--- QUOTED TEXT ---

Understanding emotion work

In her groundbreaking book, The Managed Heart: Commercialization of Human Feeling, sociologist Arlie Hochschild (pronounced hoke-shilled) described what she termed emotional labor, or the way that our emotions and emotional states are a part of what we offer (and what is expected from us) in the workplace.

In her book, Hochschild gives examples of flight attendants, who must not only understand the intricacies of their physical work on airplanes, but must also display an open and welcoming demeanor to passengers. Even when passengers are bad-tempered or overly needy, part of the work of a flight attendant is to continually offer a calm, helpful, and accepting face to the public. This is a flight attendant’s emotional labor, or emotion work.

As we’ve all witnessed, flight attendants are expected to continually offer an accommodating and empathic demeanor to passengers, no matter what perils or discomforts occur. These demeanor rules are not often written down explicitly in job descriptions, yet they’re an intrinsic part of what we’ve all come to expect (and even demand) from flight attendants.

The concept of emotion work helps us look at the often unwritten emotional and empathic behaviors that are expected in the workplace – and at how workers must manage their own emotions and the emotions of others in order to get their jobs done.

---

▶ **PROBLEMS**
**A.** In the passage on emotion work, what book does Arlie Hochschild describe emotional labor in?
**B.** Reproduce the part of the passage on emotion work starting at "As we’ve all" and ending at "their jobs done.".
**C.** Write what follows the last sentence of the passage on emotion work.

--- PROVIDED INFORMATION ---

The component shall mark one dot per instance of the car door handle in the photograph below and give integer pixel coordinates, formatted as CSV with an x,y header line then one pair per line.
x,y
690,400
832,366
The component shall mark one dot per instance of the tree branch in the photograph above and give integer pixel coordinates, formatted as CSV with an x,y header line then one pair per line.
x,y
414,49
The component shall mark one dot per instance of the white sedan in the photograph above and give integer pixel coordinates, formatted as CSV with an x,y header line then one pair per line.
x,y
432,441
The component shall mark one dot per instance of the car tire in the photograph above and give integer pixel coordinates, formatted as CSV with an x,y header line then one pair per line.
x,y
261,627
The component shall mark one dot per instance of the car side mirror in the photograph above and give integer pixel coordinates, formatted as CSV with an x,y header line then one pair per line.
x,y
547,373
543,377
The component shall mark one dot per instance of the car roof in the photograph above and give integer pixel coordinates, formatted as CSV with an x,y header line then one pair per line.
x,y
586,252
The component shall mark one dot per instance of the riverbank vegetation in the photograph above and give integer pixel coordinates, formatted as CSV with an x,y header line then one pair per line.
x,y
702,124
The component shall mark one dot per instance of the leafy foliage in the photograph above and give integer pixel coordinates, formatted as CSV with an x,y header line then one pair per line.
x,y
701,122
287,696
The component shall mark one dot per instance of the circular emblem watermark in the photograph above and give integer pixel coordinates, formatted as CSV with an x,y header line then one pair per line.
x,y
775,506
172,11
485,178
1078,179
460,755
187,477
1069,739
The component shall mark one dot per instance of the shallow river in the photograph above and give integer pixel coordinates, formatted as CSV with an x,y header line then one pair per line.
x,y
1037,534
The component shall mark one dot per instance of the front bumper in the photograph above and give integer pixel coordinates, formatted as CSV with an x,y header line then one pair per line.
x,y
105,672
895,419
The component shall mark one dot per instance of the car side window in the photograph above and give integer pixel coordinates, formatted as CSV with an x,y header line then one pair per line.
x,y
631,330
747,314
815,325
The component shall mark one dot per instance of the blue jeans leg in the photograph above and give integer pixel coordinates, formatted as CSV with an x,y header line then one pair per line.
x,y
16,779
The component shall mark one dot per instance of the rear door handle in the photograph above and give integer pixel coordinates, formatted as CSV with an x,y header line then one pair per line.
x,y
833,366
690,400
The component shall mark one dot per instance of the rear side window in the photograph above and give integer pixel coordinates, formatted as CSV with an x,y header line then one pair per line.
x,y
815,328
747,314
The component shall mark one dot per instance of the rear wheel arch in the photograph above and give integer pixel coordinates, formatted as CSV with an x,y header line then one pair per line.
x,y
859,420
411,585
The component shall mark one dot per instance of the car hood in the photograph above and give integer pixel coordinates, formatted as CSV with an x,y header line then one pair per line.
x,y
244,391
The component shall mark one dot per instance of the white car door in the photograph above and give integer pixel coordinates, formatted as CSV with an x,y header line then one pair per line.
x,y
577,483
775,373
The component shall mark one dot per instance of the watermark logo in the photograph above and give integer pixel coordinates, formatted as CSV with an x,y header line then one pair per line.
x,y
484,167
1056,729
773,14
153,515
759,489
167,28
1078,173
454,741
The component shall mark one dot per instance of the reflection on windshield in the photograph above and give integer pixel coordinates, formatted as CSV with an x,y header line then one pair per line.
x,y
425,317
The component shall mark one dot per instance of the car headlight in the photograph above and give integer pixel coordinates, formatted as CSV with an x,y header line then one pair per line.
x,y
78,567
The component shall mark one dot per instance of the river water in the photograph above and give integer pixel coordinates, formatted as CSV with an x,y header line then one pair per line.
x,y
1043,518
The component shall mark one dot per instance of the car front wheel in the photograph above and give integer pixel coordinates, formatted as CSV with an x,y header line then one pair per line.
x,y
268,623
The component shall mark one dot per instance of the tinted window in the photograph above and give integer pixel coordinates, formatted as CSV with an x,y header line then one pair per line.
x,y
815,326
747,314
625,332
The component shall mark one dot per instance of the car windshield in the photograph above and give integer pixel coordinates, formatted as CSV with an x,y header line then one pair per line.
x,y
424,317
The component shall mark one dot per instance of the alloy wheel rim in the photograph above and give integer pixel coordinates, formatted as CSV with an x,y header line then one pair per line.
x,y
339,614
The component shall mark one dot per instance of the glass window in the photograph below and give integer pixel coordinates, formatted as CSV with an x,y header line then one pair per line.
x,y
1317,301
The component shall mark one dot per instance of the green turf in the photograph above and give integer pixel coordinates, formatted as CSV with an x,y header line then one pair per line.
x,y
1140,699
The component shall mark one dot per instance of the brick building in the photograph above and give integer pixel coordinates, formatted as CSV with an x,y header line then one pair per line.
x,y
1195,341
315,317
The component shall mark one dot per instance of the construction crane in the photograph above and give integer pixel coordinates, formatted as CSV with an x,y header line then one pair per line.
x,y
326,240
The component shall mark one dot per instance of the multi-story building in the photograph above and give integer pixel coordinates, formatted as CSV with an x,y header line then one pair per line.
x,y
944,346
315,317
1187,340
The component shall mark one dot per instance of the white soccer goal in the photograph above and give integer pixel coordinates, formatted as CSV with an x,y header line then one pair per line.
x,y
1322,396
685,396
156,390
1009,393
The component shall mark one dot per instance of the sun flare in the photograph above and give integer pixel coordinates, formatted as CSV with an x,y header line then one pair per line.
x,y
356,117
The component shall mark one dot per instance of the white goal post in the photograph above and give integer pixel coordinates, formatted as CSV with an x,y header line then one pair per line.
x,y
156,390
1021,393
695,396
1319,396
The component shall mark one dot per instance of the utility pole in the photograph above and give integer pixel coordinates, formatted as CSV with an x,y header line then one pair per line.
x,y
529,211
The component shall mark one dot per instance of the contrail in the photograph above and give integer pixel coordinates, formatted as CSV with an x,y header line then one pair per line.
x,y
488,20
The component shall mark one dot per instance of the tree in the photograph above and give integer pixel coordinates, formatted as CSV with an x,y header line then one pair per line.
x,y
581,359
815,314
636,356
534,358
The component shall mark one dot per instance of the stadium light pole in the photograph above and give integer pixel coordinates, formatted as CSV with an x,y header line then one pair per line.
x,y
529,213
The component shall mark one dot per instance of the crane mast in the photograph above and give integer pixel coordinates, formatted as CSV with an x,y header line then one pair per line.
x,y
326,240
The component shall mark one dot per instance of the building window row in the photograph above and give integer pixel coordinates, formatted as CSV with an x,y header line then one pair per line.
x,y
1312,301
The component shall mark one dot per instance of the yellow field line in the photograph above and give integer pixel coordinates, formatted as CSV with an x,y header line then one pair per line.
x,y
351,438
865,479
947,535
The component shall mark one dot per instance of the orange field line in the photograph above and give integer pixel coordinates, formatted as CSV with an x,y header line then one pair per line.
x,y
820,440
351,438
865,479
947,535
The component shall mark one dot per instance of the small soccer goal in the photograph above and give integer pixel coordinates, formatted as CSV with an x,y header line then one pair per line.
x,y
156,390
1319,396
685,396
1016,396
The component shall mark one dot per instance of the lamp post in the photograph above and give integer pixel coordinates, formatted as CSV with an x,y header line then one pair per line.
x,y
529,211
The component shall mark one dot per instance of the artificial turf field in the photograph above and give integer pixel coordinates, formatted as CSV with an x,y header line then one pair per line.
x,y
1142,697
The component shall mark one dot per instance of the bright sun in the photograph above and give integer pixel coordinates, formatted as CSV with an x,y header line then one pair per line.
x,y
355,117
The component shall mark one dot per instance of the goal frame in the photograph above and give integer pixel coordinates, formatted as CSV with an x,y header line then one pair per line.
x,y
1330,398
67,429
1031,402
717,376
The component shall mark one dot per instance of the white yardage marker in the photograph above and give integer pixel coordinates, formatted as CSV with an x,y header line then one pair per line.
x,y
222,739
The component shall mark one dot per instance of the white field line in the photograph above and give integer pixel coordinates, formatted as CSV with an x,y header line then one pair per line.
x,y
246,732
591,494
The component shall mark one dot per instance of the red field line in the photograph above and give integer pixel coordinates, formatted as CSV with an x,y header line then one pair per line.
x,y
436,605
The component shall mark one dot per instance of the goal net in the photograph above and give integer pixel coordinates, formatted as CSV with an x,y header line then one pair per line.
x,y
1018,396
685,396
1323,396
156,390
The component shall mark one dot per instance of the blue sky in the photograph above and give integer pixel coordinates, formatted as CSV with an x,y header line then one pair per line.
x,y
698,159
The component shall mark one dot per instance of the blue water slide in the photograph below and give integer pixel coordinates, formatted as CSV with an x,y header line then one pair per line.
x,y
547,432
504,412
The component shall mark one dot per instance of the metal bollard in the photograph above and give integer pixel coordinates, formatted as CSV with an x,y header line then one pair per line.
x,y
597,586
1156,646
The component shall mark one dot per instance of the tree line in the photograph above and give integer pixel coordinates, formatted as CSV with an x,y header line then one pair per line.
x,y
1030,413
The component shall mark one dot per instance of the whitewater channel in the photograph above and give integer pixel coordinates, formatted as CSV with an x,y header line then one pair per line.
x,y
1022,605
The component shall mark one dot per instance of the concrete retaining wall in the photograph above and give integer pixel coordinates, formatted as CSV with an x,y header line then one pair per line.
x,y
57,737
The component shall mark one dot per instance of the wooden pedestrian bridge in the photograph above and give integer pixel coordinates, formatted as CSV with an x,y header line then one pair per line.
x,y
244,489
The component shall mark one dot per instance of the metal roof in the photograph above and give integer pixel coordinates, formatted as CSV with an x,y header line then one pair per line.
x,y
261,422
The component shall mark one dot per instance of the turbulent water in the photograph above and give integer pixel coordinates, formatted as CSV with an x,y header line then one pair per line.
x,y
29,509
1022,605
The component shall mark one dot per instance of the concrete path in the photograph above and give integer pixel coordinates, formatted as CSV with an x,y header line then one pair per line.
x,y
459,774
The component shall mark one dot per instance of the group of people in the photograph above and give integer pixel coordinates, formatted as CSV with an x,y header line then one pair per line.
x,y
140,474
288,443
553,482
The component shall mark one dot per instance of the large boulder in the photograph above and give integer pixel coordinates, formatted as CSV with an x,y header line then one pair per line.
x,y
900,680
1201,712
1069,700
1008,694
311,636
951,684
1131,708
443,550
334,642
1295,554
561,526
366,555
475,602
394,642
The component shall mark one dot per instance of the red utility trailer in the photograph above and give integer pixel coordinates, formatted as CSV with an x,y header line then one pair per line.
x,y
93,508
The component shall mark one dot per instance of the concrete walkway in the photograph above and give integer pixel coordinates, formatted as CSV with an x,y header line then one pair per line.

---

▶ **FINAL ANSWERS**
**A.** The Managed Heart: Commercialization of Human Feeling

**B.**
As we’ve all witnessed, flight attendants are expected to continually offer an accommodating and empathic demeanor to passengers, no matter what perils or discomforts occur. These demeanor rules are not often written down explicitly in job descriptions, yet they’re an intrinsic part of what we’ve all come to expect (and even demand) from flight attendants.

The concept of emotion work helps us look at the often unwritten emotional and empathic behaviors that are expected in the workplace – and at how workers must manage their own emotions and the emotions of others in order to get their jobs done.

**C.**
For instance, if airline passengers are rude, a good flight attendant won’t generally snap at them or ignore their requests – as he might if his friends or family treated him rudely. In fact, his normal human reactions would be frowned upon by the airline (and by the other passengers); therefore, part of his job description (stated or not) is to deal with rudeness and bad behavior in unusual or even counter-productive (to him) ways.

This is emotion work – and in many cases, it’s actually enforced empathizing. It’s a part of our social contract with each other, and though it’s not usually spoken of explicitly as a job requirement, emotion work is possibly the most important job skill you possess.

Identifying emotion work

As you go through your day, pay attention to the emotion work-loads of the people who serve you, and of the people you serve. You probably have very specific (yet unspoken) emotion-work rules for the owners and employees of businesses you visit (especially restaurants and stores), even if you’ve never set eyes on anyone in the business before.

One common unspoken expectation is that people in service or retail positions must be empathic toward you. They must appear to care about you and your latte, or your shoes, or your cat food – even if they’re making minimum wage and you’re wealthy; even if they’re well-dressed and you just got out of the gym, with your hair still wet. It doesn’t matter what you look like or how you behave; your position as a customer – or even as a potential customer – entitles you to free empathy and respect.

Our expectations of emotion work and professionalized empathy are so ingrained that you and I know how every person in a business is supposed to behave toward us, how we’re supposed to behave toward them, and how other customers are supposed to behave toward all of us. Everyone has a very specific part to play, and a very specific emotional and empathic performance that is required.

Strangely, most of us have never been taught explicitly about any of this emotion work; we’re just supposed to have picked it up through cultural osmosis.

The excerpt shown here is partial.